> [DATA SHOWN]
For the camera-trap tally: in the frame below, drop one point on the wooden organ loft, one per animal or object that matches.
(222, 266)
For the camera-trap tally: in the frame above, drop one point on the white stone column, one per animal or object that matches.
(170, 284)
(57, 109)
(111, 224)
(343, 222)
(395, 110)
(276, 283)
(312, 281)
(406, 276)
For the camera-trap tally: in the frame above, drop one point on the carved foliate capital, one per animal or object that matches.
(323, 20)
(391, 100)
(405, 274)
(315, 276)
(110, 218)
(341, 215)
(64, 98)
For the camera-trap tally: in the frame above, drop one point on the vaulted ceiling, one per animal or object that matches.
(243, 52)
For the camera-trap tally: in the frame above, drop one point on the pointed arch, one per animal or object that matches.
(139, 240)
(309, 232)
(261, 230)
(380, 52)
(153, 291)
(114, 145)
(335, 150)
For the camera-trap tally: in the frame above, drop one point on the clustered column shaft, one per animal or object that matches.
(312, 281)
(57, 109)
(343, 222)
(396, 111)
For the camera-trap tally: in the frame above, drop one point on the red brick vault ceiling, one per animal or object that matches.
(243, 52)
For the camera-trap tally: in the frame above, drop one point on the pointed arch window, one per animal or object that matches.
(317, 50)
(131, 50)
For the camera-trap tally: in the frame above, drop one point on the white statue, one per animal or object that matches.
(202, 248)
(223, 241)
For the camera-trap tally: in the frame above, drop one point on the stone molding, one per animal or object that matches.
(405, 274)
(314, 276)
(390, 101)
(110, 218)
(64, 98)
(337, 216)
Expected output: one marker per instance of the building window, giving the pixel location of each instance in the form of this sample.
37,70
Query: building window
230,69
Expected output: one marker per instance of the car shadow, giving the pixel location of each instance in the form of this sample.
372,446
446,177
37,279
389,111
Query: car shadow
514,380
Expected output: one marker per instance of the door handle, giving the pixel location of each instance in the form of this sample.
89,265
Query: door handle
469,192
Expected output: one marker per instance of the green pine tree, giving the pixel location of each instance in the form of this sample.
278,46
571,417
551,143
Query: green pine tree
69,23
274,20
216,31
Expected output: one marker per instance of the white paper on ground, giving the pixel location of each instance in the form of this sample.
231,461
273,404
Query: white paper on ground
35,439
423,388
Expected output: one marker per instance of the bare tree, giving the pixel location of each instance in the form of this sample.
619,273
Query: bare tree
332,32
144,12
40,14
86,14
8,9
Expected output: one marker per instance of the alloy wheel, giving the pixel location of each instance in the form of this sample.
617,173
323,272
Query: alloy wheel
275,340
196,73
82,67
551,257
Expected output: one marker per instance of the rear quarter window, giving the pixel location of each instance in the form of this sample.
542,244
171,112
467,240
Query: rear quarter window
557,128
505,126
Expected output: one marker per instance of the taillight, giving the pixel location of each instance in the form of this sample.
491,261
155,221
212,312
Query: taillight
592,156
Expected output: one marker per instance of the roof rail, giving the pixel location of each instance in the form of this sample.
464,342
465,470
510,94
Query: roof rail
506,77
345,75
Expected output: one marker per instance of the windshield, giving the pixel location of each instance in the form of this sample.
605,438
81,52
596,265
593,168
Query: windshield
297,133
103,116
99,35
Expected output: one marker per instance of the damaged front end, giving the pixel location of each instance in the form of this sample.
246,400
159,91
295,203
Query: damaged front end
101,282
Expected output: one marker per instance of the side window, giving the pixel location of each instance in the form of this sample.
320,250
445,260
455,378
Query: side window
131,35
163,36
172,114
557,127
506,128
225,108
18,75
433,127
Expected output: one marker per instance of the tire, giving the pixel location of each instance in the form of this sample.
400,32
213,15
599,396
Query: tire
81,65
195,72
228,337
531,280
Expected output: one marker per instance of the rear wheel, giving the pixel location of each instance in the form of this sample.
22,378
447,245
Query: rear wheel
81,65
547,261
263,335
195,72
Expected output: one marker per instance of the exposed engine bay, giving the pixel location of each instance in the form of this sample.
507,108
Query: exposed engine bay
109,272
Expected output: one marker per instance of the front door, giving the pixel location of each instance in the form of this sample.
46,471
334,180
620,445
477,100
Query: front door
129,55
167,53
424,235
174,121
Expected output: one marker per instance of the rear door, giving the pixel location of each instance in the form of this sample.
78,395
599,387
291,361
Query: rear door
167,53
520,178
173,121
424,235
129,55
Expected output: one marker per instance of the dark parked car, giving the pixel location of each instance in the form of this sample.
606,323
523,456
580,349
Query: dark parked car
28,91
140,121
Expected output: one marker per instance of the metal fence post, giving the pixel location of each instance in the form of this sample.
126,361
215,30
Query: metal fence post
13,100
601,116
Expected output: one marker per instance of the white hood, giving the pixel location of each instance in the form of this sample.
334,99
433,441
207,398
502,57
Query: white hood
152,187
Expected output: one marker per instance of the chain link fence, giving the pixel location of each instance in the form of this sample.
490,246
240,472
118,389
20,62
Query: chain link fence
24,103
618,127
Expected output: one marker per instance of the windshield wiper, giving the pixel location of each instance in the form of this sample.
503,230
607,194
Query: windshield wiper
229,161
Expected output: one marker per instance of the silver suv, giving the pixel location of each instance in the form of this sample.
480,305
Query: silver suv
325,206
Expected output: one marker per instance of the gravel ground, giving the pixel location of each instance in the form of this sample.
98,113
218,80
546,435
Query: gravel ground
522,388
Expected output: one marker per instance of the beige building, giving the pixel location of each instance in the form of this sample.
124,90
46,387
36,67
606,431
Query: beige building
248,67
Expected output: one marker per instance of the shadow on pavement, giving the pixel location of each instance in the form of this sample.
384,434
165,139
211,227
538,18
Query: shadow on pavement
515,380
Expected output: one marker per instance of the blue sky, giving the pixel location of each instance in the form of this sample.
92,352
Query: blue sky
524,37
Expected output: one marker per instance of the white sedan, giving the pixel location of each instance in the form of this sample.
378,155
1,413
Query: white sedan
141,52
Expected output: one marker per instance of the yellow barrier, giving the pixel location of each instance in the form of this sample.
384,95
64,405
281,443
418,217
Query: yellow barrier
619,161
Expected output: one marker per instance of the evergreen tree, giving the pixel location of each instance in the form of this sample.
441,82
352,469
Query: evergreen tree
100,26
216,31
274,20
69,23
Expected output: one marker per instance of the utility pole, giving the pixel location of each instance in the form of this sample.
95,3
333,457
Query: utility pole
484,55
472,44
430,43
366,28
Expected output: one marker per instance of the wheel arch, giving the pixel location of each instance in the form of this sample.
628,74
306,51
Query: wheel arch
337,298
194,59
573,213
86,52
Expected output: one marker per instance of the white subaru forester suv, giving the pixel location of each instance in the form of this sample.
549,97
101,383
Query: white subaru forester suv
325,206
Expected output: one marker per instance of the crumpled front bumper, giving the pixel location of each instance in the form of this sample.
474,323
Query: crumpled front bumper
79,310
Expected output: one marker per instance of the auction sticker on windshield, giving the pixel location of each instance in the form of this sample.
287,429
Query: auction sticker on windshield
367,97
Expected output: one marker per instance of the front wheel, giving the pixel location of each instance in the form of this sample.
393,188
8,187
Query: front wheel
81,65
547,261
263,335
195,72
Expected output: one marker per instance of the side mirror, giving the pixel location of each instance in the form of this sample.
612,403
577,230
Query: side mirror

> [ABOUT THIS EXERCISE]
Only the number of lines in the data that hold "mirror" should be stated.

> [YOUR RESPONSE]
2